**Problem requirements:**
Below are entries. Reproduce exactly the lines between the line holding "Target: white boat mast" and the line holding "the boat rigging", inclusive, and only those.
[Listed records — start]
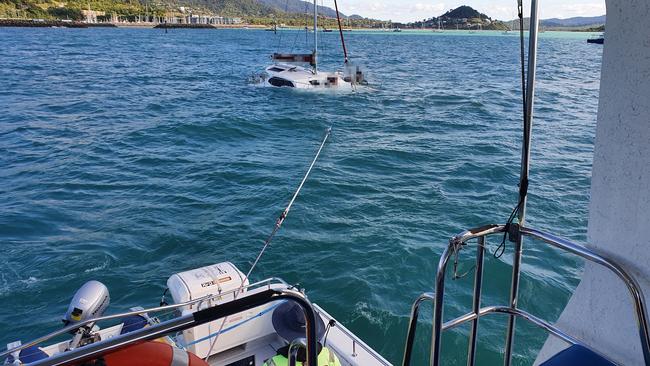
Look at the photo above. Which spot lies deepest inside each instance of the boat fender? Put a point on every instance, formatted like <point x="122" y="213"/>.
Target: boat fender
<point x="152" y="354"/>
<point x="326" y="357"/>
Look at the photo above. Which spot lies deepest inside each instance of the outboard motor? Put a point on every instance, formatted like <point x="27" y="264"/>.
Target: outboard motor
<point x="90" y="301"/>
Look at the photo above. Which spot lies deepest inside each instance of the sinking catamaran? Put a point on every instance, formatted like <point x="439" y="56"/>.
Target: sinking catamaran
<point x="288" y="69"/>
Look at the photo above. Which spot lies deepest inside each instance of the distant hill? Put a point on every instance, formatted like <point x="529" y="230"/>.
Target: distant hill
<point x="299" y="7"/>
<point x="575" y="23"/>
<point x="463" y="17"/>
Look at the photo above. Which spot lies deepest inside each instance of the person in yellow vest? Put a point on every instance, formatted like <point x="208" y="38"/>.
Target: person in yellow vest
<point x="289" y="323"/>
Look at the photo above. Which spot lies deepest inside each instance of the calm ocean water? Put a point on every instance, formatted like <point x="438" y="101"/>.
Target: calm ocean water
<point x="127" y="155"/>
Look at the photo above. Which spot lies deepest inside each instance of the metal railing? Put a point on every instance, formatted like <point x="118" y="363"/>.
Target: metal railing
<point x="181" y="323"/>
<point x="516" y="232"/>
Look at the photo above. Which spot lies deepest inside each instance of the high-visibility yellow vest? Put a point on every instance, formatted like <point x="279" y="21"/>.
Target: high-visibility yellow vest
<point x="325" y="358"/>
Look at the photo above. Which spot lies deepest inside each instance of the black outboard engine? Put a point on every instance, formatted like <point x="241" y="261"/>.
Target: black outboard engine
<point x="90" y="301"/>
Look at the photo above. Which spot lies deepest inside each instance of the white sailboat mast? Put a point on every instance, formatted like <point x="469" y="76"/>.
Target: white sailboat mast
<point x="315" y="37"/>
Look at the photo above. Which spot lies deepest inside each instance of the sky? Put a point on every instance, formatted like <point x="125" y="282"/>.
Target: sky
<point x="411" y="10"/>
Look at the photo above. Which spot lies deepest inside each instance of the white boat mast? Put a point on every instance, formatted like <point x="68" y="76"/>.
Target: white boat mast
<point x="315" y="38"/>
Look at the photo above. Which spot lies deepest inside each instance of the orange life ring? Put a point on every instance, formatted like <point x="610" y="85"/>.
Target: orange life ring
<point x="152" y="354"/>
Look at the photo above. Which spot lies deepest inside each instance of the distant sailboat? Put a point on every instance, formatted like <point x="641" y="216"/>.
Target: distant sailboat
<point x="287" y="69"/>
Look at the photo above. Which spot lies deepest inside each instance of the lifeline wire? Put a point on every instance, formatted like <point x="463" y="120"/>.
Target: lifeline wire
<point x="278" y="223"/>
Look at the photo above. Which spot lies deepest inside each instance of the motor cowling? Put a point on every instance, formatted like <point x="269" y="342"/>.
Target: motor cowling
<point x="90" y="301"/>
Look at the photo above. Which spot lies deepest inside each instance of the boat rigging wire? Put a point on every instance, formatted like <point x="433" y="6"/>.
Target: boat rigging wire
<point x="278" y="224"/>
<point x="523" y="184"/>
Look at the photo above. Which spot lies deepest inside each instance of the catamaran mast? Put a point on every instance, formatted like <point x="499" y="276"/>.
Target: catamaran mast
<point x="315" y="38"/>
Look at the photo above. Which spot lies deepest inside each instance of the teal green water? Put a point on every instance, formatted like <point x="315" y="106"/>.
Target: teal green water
<point x="129" y="155"/>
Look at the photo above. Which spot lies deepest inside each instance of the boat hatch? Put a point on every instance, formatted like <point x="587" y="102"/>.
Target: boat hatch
<point x="276" y="81"/>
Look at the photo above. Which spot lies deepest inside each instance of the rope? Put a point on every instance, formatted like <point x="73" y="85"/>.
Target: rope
<point x="278" y="224"/>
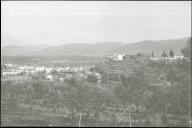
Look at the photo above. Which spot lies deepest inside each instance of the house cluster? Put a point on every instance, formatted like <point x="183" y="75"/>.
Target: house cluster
<point x="117" y="57"/>
<point x="167" y="58"/>
<point x="51" y="73"/>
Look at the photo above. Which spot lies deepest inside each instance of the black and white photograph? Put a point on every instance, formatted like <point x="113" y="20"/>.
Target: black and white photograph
<point x="96" y="64"/>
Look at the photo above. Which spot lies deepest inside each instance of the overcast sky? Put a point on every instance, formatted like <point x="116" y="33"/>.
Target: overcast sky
<point x="62" y="22"/>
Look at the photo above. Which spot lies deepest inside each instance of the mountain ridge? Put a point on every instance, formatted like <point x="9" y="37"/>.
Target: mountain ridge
<point x="97" y="49"/>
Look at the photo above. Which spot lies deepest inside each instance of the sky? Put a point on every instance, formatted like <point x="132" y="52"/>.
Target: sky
<point x="64" y="22"/>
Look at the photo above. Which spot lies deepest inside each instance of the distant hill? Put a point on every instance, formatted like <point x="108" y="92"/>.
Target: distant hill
<point x="97" y="49"/>
<point x="147" y="46"/>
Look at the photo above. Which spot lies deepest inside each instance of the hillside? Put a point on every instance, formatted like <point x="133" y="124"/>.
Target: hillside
<point x="97" y="49"/>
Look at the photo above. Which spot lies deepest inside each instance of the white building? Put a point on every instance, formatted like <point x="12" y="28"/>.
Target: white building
<point x="40" y="69"/>
<point x="49" y="77"/>
<point x="117" y="57"/>
<point x="48" y="70"/>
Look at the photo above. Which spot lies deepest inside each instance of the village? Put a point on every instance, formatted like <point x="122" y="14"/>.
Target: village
<point x="50" y="73"/>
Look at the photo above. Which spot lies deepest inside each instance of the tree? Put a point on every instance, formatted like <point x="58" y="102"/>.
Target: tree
<point x="131" y="91"/>
<point x="171" y="53"/>
<point x="92" y="78"/>
<point x="164" y="55"/>
<point x="187" y="50"/>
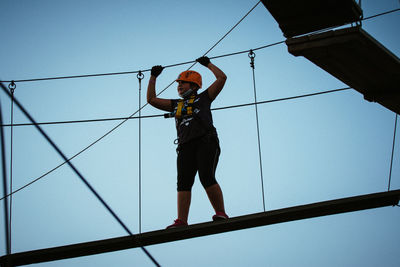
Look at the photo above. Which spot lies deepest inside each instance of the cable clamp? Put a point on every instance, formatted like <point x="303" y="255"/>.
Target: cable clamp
<point x="12" y="87"/>
<point x="140" y="75"/>
<point x="252" y="55"/>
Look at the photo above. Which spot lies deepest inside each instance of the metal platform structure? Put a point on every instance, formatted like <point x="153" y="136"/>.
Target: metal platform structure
<point x="300" y="17"/>
<point x="351" y="204"/>
<point x="357" y="59"/>
<point x="350" y="54"/>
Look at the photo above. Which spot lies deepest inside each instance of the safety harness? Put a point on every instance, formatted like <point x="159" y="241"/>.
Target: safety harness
<point x="184" y="110"/>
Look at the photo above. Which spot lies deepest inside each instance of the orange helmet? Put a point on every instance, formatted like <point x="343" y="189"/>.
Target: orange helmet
<point x="190" y="76"/>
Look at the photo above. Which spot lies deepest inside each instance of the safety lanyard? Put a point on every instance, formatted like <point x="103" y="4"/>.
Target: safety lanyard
<point x="184" y="107"/>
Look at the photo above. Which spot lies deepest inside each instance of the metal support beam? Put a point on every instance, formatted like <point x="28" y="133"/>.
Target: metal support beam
<point x="300" y="17"/>
<point x="325" y="208"/>
<point x="357" y="59"/>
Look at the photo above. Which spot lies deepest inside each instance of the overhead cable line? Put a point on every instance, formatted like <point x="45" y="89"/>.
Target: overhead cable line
<point x="161" y="115"/>
<point x="177" y="64"/>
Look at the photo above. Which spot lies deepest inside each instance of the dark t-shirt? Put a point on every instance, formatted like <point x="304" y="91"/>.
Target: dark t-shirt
<point x="198" y="124"/>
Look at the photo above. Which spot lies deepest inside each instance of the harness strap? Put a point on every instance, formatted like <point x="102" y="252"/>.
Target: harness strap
<point x="183" y="109"/>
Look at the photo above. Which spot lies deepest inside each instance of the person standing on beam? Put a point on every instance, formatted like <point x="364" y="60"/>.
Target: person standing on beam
<point x="198" y="144"/>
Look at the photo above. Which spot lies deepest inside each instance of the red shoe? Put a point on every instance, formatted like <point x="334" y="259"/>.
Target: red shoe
<point x="220" y="216"/>
<point x="177" y="223"/>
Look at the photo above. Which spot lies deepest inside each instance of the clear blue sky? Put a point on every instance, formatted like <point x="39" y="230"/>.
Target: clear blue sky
<point x="313" y="149"/>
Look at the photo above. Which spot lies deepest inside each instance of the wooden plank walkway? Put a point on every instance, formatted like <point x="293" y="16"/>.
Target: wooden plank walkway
<point x="325" y="208"/>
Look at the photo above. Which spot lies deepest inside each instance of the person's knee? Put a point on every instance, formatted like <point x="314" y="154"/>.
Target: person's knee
<point x="207" y="182"/>
<point x="183" y="185"/>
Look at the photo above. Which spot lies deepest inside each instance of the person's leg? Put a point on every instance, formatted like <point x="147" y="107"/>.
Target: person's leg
<point x="207" y="158"/>
<point x="184" y="198"/>
<point x="216" y="198"/>
<point x="187" y="169"/>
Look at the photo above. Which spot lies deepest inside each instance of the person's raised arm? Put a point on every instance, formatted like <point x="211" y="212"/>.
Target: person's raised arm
<point x="216" y="87"/>
<point x="152" y="99"/>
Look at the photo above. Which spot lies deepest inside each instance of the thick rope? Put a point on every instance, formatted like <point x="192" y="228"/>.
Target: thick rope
<point x="12" y="87"/>
<point x="252" y="56"/>
<point x="4" y="174"/>
<point x="393" y="146"/>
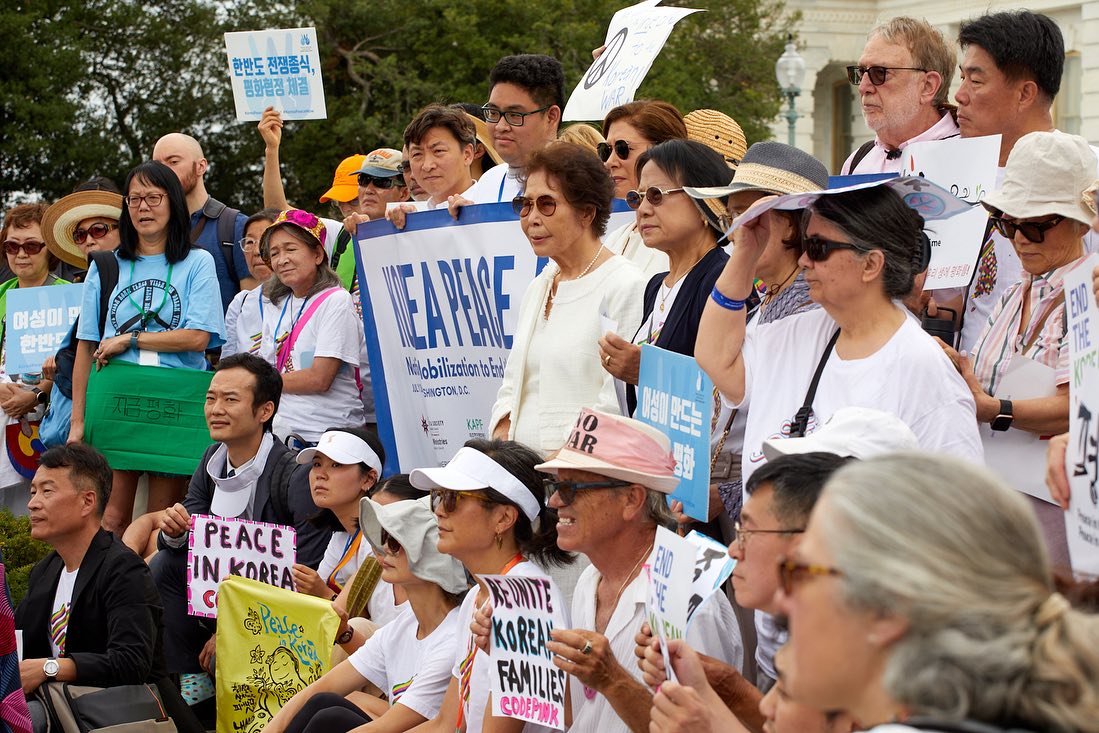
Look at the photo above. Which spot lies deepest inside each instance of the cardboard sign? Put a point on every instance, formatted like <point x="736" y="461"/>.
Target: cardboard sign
<point x="634" y="37"/>
<point x="525" y="682"/>
<point x="272" y="644"/>
<point x="276" y="68"/>
<point x="36" y="322"/>
<point x="676" y="397"/>
<point x="670" y="569"/>
<point x="221" y="547"/>
<point x="1081" y="458"/>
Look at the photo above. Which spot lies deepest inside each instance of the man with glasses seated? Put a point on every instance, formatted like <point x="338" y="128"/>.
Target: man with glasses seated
<point x="613" y="477"/>
<point x="903" y="79"/>
<point x="525" y="100"/>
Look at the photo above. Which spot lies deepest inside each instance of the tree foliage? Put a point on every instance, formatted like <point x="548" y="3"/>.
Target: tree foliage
<point x="99" y="80"/>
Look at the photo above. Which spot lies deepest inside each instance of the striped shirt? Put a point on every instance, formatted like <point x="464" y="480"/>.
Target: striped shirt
<point x="1044" y="339"/>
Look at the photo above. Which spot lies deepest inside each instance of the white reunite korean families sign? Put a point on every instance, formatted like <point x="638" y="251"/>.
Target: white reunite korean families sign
<point x="440" y="309"/>
<point x="634" y="37"/>
<point x="222" y="547"/>
<point x="1081" y="458"/>
<point x="37" y="320"/>
<point x="276" y="68"/>
<point x="525" y="682"/>
<point x="676" y="397"/>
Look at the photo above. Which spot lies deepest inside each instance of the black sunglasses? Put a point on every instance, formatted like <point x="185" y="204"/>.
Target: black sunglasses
<point x="653" y="195"/>
<point x="567" y="489"/>
<point x="621" y="148"/>
<point x="522" y="204"/>
<point x="819" y="250"/>
<point x="1034" y="231"/>
<point x="379" y="181"/>
<point x="877" y="74"/>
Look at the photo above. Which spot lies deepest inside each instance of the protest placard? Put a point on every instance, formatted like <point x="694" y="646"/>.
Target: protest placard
<point x="676" y="397"/>
<point x="276" y="68"/>
<point x="219" y="547"/>
<point x="525" y="684"/>
<point x="36" y="321"/>
<point x="440" y="309"/>
<point x="634" y="37"/>
<point x="272" y="644"/>
<point x="1081" y="458"/>
<point x="147" y="418"/>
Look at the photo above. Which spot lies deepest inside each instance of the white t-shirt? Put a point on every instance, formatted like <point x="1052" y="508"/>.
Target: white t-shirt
<point x="712" y="631"/>
<point x="909" y="377"/>
<point x="411" y="672"/>
<point x="497" y="184"/>
<point x="333" y="331"/>
<point x="479" y="685"/>
<point x="59" y="611"/>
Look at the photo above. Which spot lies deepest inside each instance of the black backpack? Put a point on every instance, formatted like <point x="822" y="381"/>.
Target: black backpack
<point x="108" y="266"/>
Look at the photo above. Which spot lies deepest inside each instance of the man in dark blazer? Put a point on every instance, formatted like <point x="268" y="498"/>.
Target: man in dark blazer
<point x="247" y="474"/>
<point x="91" y="614"/>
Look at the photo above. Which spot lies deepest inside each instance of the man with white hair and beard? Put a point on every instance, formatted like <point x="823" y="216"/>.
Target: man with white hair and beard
<point x="214" y="226"/>
<point x="903" y="79"/>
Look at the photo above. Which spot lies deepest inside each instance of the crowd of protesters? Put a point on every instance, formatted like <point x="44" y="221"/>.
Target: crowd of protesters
<point x="887" y="576"/>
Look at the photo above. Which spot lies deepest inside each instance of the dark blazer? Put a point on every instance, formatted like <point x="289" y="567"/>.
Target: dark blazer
<point x="312" y="541"/>
<point x="114" y="630"/>
<point x="680" y="328"/>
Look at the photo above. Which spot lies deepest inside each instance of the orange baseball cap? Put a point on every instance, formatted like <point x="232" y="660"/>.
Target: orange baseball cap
<point x="345" y="182"/>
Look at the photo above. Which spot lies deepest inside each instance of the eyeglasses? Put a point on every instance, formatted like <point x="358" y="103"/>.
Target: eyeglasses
<point x="1034" y="231"/>
<point x="655" y="196"/>
<point x="819" y="250"/>
<point x="791" y="574"/>
<point x="379" y="181"/>
<point x="29" y="247"/>
<point x="621" y="148"/>
<point x="742" y="534"/>
<point x="522" y="204"/>
<point x="448" y="499"/>
<point x="877" y="74"/>
<point x="97" y="231"/>
<point x="566" y="490"/>
<point x="513" y="118"/>
<point x="152" y="199"/>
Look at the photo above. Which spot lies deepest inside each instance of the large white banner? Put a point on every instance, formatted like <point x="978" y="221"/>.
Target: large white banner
<point x="440" y="306"/>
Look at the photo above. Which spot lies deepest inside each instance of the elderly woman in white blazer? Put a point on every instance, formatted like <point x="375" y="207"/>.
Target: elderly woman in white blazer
<point x="554" y="368"/>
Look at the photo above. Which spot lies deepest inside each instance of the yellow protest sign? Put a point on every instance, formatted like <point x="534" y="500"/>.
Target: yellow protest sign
<point x="270" y="643"/>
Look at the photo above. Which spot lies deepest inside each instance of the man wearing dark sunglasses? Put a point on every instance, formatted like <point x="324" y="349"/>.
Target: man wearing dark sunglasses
<point x="903" y="79"/>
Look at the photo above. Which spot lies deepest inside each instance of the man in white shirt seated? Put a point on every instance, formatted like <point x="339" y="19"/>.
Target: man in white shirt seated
<point x="903" y="79"/>
<point x="613" y="477"/>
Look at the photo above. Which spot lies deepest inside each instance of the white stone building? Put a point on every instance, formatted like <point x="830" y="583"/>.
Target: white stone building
<point x="831" y="35"/>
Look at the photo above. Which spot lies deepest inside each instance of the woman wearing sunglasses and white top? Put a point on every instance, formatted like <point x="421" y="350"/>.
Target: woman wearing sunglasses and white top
<point x="862" y="251"/>
<point x="553" y="368"/>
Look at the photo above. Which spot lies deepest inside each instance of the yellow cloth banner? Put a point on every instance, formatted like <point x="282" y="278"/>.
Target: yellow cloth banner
<point x="270" y="643"/>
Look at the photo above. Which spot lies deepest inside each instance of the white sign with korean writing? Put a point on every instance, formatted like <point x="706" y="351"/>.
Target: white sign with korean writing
<point x="634" y="37"/>
<point x="276" y="68"/>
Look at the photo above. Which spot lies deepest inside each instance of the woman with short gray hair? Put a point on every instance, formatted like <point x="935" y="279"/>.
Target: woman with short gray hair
<point x="921" y="592"/>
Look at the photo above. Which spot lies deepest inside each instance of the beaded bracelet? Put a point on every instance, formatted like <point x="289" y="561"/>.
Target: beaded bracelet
<point x="728" y="303"/>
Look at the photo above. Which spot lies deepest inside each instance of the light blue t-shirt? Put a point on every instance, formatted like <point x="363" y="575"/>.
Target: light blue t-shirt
<point x="192" y="301"/>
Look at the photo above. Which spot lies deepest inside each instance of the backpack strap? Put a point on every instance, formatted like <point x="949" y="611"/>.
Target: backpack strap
<point x="801" y="419"/>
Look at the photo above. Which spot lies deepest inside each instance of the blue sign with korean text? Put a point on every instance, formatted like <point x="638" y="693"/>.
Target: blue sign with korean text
<point x="276" y="68"/>
<point x="676" y="397"/>
<point x="37" y="320"/>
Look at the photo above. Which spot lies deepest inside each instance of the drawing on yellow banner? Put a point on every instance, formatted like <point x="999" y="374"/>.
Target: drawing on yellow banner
<point x="272" y="643"/>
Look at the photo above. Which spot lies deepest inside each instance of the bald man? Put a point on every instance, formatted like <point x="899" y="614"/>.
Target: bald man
<point x="214" y="226"/>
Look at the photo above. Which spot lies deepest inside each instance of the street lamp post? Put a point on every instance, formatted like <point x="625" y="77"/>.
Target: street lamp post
<point x="790" y="71"/>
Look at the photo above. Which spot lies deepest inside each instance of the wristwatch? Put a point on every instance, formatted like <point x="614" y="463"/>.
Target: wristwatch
<point x="1002" y="421"/>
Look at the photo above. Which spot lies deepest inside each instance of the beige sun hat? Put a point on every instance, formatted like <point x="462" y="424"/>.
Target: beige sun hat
<point x="1047" y="173"/>
<point x="59" y="221"/>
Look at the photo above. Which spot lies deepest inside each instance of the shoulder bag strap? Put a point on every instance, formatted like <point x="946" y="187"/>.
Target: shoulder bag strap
<point x="801" y="419"/>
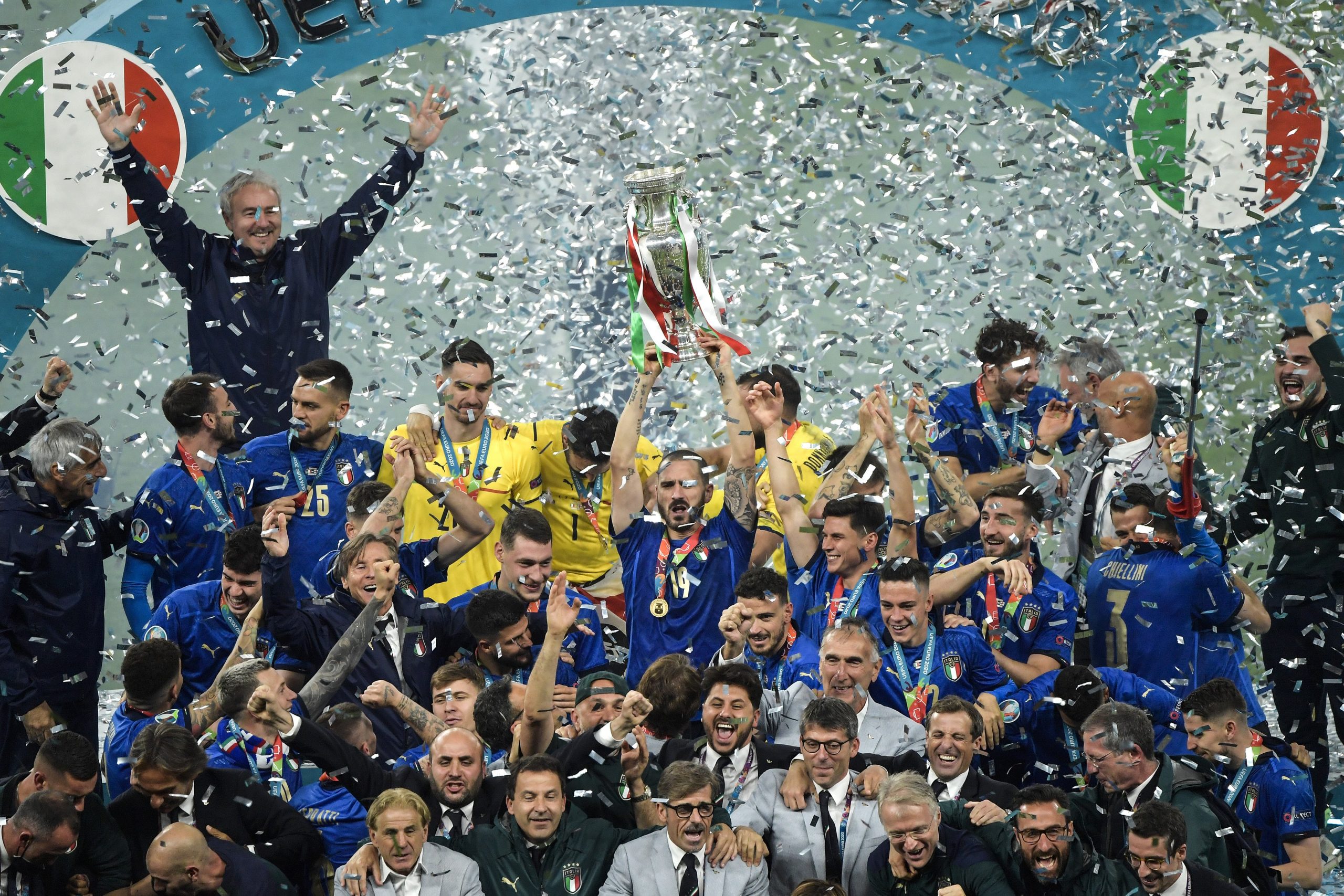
[Listed records — finish]
**Task response:**
Target: white boat mast
<point x="315" y="38"/>
Look at the photo above. Which spot lies deepest inside each instance of the orange life ring? Put a point on every instance, formatted like <point x="610" y="85"/>.
Target: orange life ring
<point x="152" y="354"/>
Look at the photo above. Which spot lies deepest inside each instance of the distant sailboat? Put a point on every instance, formatted like <point x="641" y="216"/>.
Target: distant sailboat
<point x="287" y="69"/>
Look at the photo above. Which spot lies deepest inside each instance of the lifeline wire? Put a point on every instance, formatted like <point x="463" y="120"/>.
Target: lifeline wire
<point x="278" y="223"/>
Look at the photo above. Which spot lies deepest inside each instance of the motor cowling? Put a point on every instance, formatted like <point x="269" y="342"/>.
Target: motor cowling
<point x="90" y="301"/>
Look at the photo above. Which spot lies deepest inside each instance of the boat rigging wire? Put a point on every instance, formatted like <point x="433" y="6"/>.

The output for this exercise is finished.